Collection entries
•••••

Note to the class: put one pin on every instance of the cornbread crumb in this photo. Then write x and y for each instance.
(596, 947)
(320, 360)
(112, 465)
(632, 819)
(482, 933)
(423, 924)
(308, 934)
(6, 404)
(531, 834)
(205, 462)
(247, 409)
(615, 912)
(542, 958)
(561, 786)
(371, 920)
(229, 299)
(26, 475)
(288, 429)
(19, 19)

•••••

● **WHAT YOU HAVE TO DO**
Produce the entries again, character for character.

● **WRITTEN REPLY**
Note to the class: put one pin on every instance of the cornbread crumb in this photo. Then write x and y for each instance.
(596, 947)
(320, 360)
(112, 465)
(632, 819)
(482, 933)
(423, 924)
(308, 934)
(6, 404)
(531, 834)
(205, 462)
(247, 409)
(615, 912)
(542, 958)
(561, 786)
(371, 920)
(229, 299)
(26, 475)
(288, 429)
(19, 19)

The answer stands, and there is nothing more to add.